» **STATED TASK**
Can you continue the forum thread about UK spouse visas, picking up right after its final post?

» **TEXT SECTION**
------------

So it looks like this particular anxiety has been put to rest and we'll be on track with our original timeline of applying in June/July for me to (hopefully) move over in Early September!

Thanks again, Joppa & good luck, Manny, with your wife's move


----------



## BlueBelle (Jan 31, 2012)

Joppa said:


> The figure of £500 a week before tax (gross income) for the UK sponsor is based on the recommendation of the Migration Advisory Committee (MAC), a group charged by UKBA to come up with a figure that matches the requirement that the family migrant must have no recourse to public funds.


A little off topic, but under the umbrella of spouse visa...

In regards to "no recourse to public funds" my understanding based on this document and this document is that once I receive my spouse visa I'll be entitled to the NHS & maternity leave & services.

Can someone please confirm that is correct? I've read it, but would like to be reassured by someone. 

Thanks!


----------



## Joppa (Sep 7, 2009)

ramblingwebgirl said:


> A little off topic, but under the umbrella of spouse visa...
> 
> In regards to "no recourse to public funds" my understanding based on this document and this document is that once I receive my spouse visa I'll be entitled to the NHS & maternity leave & services.
> 
> Can someone please confirm that is correct? I've read it, but would like to be reassured by someone.


NHS isn't public funds under immigration rules and you'll be entitled to its servies. You'll have legal right to maternity leave if you are in employment. You will only receive matermity allowance if you have made sufficient national insurance contributions.


----------



## BlueBelle (Jan 31, 2012)

Joppa said:


> NHS isn't public funds under immigration rules and you'll be entitled to its servies. You'll have legal right to maternity leave if you are in employment. You will only receive matermity allowance if you have made sufficient national insurance contributions.


Great. That all makes perfect sense. Thanks, once again, Joppa.


----------



## PhillyChic (Jan 28, 2012)

Great thread! I'm in a similar circumstance, we have been saving for our move to the UK and ideally would go in a few months but want to apply now so as to avoid the potential in increase in required funds. If we apply now and are approved, but then don't move for say 7 months and this eats into the 2 yr for application of ILR, what happens then? Would I be sent back to the US, or is there some sort of extension to the VISA so that I can still make the 2 yr mark?

------------

» **DATASET CONTENT**
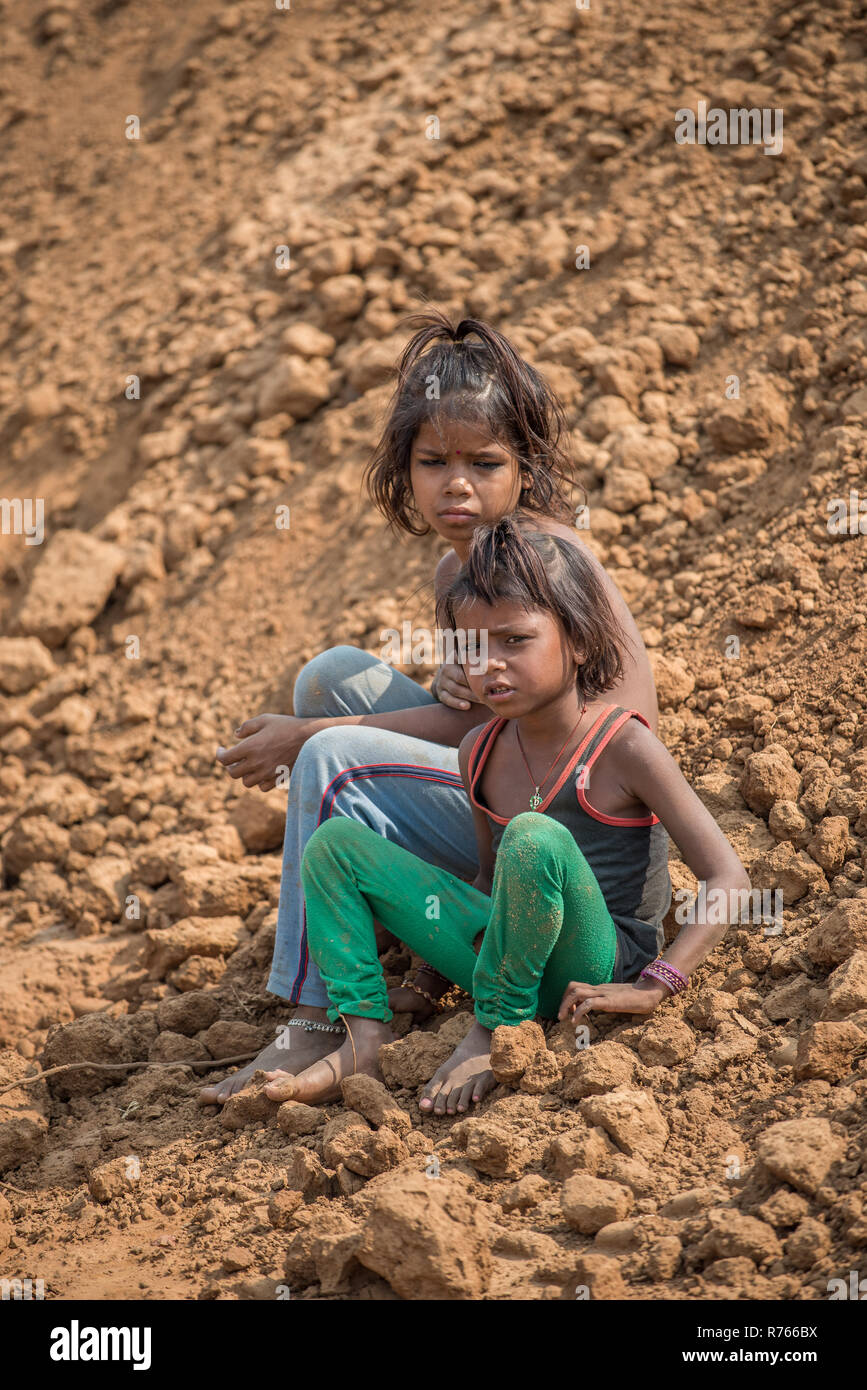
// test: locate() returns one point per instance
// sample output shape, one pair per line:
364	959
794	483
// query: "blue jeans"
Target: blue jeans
405	788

------------

» **RESULT OF THE EXERCISE**
----------



## Joppa (Sep 7, 2009)

PhillyChic said:


> Great thread! I'm in a similar circumstance, we have been saving for our move to the UK and ideally would go in a few months but want to apply now so as to avoid the potential in increase in required funds. If we apply now and are approved, but then don't move for say 7 months and this eats into the 2 yr for application of ILR, what happens then? Would I be sent back to the US, or is there some sort of extension to the VISA so that I can still make the 2 yr mark?


You may hope so, but UKBA may not be so generous. When you come to extend your spouse visa, at that point you may find you are caught by the new rules and may have to stay for 5 years before eligible for ILR (a separate proposal that is being discussed).


----------



## BailyBanksBiddle (Feb 8, 2012)

It's a bit mad that MAC isn't considering savings. A job can be lost in an instant, but cash savings prevents you from having to access public funds. Daft. :juggle:


----------



## dc7 (Jan 26, 2012)

Joppa said:


> Welcome to the forum!
> The answer to your question is we don't know. It was supposed to be announced by now but there is no indication of when it will be, though I'd think it will be in the next few months.
> This will rule out implementation in April, and it's likely it won't come into effect until the autumn or even later.
> The figure of £500 a week before tax (gross income) for the UK sponsor is based on the recommendation of the Migration Advisory Committee (MAC), a group charged by UKBA to come up with a figure that matches the requirement that the family migrant must have no recourse to public funds. It's actually £25,800 a year but £500 a week is near enough. MAC has also suggested that savings shouldn't be taken into account, and external sponsorship should only be allowed in ...
> ...


Thanks for this information Joppa. Having already received input from you and seeing the amount of replies you put out to people, I am very appreciative of your time.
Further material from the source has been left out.